#### Dataset entries:
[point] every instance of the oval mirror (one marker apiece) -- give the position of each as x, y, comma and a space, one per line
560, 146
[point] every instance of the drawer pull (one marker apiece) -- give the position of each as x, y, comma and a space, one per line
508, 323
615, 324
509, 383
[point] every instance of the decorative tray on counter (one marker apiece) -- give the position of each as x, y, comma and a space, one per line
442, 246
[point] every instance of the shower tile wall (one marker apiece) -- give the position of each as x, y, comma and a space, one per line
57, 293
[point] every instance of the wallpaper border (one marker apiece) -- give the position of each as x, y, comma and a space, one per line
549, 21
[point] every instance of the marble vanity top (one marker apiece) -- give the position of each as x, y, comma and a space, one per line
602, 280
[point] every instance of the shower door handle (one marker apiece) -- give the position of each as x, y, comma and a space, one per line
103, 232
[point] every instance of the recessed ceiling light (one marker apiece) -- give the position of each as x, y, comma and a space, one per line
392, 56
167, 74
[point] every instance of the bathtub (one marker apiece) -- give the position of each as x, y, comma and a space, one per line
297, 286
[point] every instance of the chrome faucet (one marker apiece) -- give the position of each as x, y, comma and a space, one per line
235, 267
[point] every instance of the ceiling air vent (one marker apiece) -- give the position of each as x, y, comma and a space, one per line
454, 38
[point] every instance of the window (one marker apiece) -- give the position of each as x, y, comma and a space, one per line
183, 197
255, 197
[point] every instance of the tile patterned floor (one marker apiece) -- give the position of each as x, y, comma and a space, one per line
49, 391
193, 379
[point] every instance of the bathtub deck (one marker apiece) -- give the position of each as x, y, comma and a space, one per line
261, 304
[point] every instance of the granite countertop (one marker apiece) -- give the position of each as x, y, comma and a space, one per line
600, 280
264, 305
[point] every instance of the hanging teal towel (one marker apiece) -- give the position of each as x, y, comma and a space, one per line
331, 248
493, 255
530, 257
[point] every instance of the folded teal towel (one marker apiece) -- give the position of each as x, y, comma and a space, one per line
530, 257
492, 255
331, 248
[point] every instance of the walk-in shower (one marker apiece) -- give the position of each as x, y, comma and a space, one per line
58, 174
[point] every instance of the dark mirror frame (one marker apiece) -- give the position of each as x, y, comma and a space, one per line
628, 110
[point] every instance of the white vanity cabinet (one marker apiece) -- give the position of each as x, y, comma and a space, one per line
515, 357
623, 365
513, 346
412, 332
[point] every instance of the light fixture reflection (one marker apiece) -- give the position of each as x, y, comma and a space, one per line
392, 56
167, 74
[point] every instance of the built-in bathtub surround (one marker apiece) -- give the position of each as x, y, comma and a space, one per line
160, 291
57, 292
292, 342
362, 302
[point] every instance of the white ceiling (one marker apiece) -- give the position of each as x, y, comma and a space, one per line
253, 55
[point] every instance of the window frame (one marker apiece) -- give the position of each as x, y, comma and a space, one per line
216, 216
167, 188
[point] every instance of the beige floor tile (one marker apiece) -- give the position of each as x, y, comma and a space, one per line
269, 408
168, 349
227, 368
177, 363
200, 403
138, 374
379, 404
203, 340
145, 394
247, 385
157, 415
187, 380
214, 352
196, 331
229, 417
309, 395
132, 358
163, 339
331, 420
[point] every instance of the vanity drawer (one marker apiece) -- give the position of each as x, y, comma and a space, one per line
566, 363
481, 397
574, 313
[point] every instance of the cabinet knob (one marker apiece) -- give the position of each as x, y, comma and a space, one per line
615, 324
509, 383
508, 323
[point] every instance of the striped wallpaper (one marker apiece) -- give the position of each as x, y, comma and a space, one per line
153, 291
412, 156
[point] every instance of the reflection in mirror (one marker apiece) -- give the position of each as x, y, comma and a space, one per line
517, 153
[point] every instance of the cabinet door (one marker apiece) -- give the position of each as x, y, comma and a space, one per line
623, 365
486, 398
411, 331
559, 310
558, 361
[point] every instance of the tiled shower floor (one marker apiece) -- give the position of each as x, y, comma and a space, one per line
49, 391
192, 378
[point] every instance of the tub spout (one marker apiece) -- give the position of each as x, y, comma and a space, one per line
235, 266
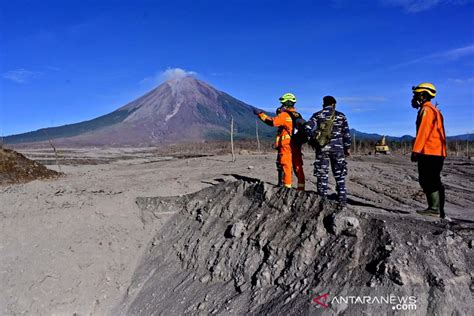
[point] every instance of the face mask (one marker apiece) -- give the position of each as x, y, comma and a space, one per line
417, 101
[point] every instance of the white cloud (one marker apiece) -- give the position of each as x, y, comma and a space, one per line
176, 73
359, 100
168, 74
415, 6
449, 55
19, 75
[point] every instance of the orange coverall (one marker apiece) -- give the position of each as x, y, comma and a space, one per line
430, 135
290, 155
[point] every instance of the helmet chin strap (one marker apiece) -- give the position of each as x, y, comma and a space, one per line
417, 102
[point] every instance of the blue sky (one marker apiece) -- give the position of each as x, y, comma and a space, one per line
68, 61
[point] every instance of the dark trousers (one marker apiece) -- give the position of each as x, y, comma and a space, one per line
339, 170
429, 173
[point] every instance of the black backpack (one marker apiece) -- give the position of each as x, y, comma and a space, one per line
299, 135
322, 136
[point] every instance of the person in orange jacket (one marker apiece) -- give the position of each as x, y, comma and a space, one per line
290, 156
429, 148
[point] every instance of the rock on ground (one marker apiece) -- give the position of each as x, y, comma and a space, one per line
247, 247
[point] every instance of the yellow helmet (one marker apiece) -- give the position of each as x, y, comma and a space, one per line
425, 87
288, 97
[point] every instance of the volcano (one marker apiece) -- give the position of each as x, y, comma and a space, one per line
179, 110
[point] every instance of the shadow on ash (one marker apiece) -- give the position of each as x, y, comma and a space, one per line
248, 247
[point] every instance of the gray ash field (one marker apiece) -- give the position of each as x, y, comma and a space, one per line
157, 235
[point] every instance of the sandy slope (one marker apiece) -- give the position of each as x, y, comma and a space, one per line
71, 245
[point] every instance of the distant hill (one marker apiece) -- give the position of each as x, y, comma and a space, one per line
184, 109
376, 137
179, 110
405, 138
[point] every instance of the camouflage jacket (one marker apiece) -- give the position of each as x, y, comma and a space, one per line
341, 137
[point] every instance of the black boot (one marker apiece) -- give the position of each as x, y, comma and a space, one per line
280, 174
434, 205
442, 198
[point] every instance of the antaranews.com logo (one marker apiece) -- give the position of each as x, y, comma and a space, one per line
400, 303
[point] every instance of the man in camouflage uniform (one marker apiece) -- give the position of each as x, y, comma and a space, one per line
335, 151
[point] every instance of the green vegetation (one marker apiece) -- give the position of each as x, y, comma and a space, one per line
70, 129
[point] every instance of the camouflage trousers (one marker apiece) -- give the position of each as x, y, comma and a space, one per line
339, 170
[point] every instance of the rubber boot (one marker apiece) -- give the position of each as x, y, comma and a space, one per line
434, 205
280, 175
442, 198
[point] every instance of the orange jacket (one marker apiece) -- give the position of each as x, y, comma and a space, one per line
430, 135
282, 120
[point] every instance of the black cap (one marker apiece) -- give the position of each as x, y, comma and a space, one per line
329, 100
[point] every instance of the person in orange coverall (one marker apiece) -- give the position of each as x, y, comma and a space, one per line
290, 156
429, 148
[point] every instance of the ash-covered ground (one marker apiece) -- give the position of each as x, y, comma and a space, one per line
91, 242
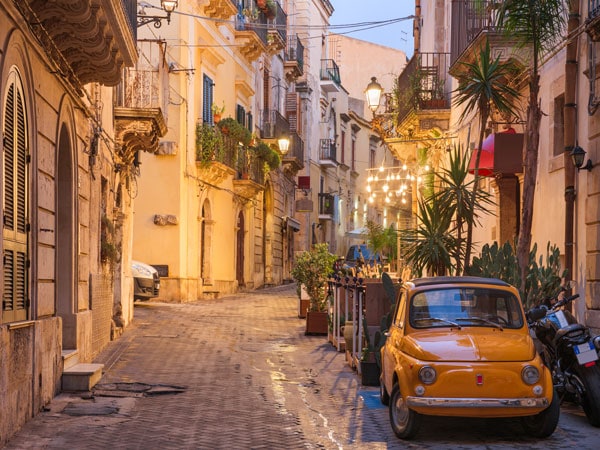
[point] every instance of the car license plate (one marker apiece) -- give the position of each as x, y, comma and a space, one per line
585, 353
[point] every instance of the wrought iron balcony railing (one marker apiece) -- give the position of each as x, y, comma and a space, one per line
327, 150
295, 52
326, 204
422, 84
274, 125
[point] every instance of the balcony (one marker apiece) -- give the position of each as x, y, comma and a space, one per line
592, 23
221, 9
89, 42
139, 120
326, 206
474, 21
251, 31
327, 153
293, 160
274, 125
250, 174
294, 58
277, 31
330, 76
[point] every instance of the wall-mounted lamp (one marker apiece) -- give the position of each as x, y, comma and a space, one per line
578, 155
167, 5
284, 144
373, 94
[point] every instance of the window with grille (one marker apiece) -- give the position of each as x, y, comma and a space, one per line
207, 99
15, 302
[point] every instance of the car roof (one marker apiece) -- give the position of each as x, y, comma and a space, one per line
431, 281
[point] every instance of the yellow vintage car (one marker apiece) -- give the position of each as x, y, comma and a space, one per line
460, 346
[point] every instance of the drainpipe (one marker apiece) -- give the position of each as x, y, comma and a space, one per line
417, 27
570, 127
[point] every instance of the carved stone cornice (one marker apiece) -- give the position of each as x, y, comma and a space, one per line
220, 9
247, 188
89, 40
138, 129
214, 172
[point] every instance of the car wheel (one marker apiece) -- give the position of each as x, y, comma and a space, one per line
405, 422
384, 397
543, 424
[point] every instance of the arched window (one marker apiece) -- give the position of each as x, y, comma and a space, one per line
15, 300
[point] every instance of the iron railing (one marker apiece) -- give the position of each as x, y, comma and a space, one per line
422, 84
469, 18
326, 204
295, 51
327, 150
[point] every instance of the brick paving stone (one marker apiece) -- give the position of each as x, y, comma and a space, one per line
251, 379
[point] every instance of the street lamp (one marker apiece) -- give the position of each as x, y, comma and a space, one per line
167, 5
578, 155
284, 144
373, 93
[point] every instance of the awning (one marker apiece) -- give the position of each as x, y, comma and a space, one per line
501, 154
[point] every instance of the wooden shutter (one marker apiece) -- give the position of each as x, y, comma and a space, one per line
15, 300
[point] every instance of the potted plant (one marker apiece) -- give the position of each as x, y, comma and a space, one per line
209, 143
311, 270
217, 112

#### TASK TO COMPLETE:
Reproduce, word for word, the lines of the data from the one that contains "[point] every instance of the potted" to the end, both ends included.

#### RESULT FOR THIS TASK:
[point] every instance of the potted plant (one marker apiece) -- give the position of each as x, y, comma and a space, one per line
209, 143
311, 270
217, 112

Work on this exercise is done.